§ **Problem statement**
Where does the string "floor" appear? Copy every line of the entries below that holds it.

[Extracted records]
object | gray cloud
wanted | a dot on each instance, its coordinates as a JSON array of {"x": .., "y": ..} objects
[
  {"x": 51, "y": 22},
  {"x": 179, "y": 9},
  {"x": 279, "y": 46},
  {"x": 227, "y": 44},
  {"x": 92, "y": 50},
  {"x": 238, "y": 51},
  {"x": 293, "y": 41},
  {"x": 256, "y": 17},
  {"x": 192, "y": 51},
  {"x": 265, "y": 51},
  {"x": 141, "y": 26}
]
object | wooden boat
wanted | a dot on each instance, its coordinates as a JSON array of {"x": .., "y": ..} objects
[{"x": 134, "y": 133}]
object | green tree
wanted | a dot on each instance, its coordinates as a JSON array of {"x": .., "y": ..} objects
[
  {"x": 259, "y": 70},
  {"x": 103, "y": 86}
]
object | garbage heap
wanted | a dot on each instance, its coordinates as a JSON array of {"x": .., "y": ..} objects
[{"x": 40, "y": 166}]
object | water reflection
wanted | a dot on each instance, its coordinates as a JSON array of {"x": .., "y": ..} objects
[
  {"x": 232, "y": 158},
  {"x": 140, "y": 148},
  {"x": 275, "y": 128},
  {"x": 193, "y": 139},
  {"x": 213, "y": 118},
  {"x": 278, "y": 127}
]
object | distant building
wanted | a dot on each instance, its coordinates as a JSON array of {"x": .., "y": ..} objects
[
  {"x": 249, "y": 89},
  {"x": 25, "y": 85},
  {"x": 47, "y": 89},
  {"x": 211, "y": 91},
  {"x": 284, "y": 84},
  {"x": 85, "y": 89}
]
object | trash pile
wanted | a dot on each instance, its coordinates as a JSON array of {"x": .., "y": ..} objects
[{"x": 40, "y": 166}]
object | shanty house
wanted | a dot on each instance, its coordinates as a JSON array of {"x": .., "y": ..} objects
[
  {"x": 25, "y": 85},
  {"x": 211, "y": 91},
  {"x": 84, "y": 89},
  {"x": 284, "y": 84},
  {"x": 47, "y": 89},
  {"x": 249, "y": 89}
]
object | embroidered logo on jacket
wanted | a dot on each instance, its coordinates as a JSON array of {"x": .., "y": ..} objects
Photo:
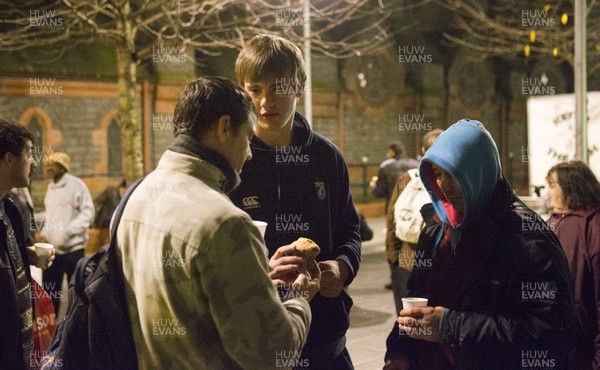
[
  {"x": 251, "y": 202},
  {"x": 321, "y": 192}
]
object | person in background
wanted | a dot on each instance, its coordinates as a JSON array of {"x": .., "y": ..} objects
[
  {"x": 400, "y": 254},
  {"x": 574, "y": 193},
  {"x": 390, "y": 170},
  {"x": 383, "y": 184},
  {"x": 366, "y": 233},
  {"x": 497, "y": 282},
  {"x": 196, "y": 272},
  {"x": 297, "y": 181},
  {"x": 68, "y": 214}
]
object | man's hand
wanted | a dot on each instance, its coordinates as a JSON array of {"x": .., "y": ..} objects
[
  {"x": 396, "y": 364},
  {"x": 308, "y": 284},
  {"x": 333, "y": 276},
  {"x": 284, "y": 269},
  {"x": 32, "y": 257},
  {"x": 421, "y": 322}
]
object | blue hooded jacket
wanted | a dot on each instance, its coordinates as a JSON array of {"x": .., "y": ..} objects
[{"x": 467, "y": 152}]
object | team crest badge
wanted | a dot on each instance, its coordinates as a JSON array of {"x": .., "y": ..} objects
[{"x": 321, "y": 192}]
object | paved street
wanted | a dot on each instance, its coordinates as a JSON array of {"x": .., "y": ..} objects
[{"x": 373, "y": 314}]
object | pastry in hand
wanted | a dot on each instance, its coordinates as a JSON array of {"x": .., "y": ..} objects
[{"x": 308, "y": 249}]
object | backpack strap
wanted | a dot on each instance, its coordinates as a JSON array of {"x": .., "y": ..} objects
[
  {"x": 120, "y": 210},
  {"x": 112, "y": 248}
]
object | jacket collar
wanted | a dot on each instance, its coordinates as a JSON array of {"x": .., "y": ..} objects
[{"x": 185, "y": 144}]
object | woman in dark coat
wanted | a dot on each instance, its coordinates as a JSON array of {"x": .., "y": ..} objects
[{"x": 575, "y": 197}]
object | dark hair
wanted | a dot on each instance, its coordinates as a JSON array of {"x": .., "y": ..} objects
[
  {"x": 270, "y": 55},
  {"x": 397, "y": 148},
  {"x": 13, "y": 138},
  {"x": 579, "y": 185},
  {"x": 206, "y": 99}
]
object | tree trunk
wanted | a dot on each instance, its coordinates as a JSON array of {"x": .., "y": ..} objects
[{"x": 129, "y": 119}]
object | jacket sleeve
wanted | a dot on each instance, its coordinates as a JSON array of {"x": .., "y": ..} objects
[
  {"x": 541, "y": 306},
  {"x": 347, "y": 244},
  {"x": 593, "y": 245},
  {"x": 85, "y": 212},
  {"x": 254, "y": 326}
]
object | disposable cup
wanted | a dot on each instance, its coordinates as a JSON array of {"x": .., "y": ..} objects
[
  {"x": 43, "y": 252},
  {"x": 414, "y": 302},
  {"x": 262, "y": 227}
]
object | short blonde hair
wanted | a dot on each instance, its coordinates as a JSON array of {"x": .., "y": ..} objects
[{"x": 268, "y": 55}]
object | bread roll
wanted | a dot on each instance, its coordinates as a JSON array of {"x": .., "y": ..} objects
[{"x": 306, "y": 248}]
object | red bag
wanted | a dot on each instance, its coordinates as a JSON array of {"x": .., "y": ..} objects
[{"x": 44, "y": 323}]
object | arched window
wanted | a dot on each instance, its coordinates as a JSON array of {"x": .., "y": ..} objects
[{"x": 115, "y": 164}]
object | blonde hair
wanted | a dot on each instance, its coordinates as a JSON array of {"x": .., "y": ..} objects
[{"x": 268, "y": 55}]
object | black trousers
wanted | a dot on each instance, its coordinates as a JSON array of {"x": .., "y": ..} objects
[{"x": 63, "y": 264}]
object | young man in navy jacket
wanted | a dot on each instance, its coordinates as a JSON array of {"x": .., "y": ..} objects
[{"x": 297, "y": 182}]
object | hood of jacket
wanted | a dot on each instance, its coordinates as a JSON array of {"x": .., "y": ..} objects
[
  {"x": 466, "y": 151},
  {"x": 187, "y": 145}
]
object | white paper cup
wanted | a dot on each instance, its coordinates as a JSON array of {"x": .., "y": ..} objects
[
  {"x": 411, "y": 302},
  {"x": 43, "y": 252},
  {"x": 262, "y": 227}
]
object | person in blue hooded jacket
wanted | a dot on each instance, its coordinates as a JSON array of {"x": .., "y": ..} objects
[{"x": 498, "y": 287}]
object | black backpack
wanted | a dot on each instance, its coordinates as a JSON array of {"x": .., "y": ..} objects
[{"x": 96, "y": 332}]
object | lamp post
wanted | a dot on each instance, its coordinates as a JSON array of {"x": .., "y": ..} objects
[
  {"x": 365, "y": 161},
  {"x": 580, "y": 70},
  {"x": 307, "y": 61}
]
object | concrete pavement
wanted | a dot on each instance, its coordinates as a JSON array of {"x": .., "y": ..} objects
[{"x": 373, "y": 313}]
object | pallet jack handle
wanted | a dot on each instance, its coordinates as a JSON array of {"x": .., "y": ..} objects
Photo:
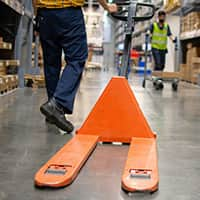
[{"x": 128, "y": 13}]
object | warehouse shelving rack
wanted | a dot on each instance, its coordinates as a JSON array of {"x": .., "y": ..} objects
[{"x": 16, "y": 29}]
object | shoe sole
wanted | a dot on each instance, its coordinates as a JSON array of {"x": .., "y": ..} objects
[{"x": 53, "y": 120}]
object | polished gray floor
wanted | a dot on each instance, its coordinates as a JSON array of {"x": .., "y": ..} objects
[{"x": 26, "y": 143}]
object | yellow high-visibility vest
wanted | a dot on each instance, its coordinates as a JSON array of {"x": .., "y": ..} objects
[{"x": 59, "y": 3}]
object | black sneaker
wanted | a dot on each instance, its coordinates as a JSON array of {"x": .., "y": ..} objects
[
  {"x": 56, "y": 115},
  {"x": 49, "y": 121}
]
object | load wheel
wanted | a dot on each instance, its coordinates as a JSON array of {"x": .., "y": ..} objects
[{"x": 159, "y": 85}]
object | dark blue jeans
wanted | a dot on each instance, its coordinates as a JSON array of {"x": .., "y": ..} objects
[
  {"x": 63, "y": 30},
  {"x": 159, "y": 59}
]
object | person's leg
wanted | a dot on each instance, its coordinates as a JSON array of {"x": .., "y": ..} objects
[
  {"x": 162, "y": 59},
  {"x": 50, "y": 29},
  {"x": 52, "y": 52},
  {"x": 156, "y": 57},
  {"x": 52, "y": 65},
  {"x": 73, "y": 41}
]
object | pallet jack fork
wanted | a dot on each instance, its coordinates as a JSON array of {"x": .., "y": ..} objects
[{"x": 116, "y": 117}]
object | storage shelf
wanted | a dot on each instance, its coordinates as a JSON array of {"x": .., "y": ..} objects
[
  {"x": 190, "y": 35},
  {"x": 9, "y": 63},
  {"x": 5, "y": 45},
  {"x": 15, "y": 5}
]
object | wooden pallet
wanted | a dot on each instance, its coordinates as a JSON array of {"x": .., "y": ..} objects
[
  {"x": 36, "y": 81},
  {"x": 8, "y": 83}
]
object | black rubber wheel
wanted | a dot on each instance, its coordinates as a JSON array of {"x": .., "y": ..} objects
[{"x": 159, "y": 85}]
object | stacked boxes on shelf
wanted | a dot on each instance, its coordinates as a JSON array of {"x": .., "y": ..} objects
[
  {"x": 8, "y": 82},
  {"x": 190, "y": 25}
]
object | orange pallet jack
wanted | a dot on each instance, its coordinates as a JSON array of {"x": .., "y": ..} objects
[{"x": 116, "y": 117}]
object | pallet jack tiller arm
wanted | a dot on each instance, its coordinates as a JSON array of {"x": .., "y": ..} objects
[{"x": 116, "y": 117}]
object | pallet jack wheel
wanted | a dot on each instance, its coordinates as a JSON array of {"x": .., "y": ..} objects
[{"x": 159, "y": 85}]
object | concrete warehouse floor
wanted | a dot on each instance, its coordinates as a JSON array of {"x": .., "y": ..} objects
[{"x": 26, "y": 143}]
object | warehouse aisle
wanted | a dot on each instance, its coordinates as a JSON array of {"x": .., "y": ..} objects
[{"x": 26, "y": 143}]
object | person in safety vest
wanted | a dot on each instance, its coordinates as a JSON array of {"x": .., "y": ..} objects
[
  {"x": 61, "y": 26},
  {"x": 160, "y": 31}
]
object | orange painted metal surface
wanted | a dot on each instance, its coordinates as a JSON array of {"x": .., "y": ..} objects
[
  {"x": 65, "y": 165},
  {"x": 141, "y": 169},
  {"x": 116, "y": 117}
]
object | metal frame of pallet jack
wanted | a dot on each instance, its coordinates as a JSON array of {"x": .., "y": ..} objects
[{"x": 120, "y": 121}]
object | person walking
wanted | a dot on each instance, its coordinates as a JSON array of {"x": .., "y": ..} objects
[
  {"x": 160, "y": 31},
  {"x": 61, "y": 26}
]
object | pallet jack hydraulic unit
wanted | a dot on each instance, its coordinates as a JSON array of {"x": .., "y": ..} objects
[{"x": 116, "y": 117}]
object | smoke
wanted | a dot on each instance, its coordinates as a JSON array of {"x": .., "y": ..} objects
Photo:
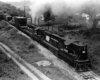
[{"x": 65, "y": 7}]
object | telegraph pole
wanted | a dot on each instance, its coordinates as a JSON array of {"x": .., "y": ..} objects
[{"x": 24, "y": 12}]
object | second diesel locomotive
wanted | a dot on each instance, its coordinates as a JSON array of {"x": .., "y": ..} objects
[{"x": 71, "y": 51}]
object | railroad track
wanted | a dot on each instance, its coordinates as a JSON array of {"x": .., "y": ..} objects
[{"x": 89, "y": 75}]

§ **Finished exercise**
object | polished gray floor
object | concrete warehouse floor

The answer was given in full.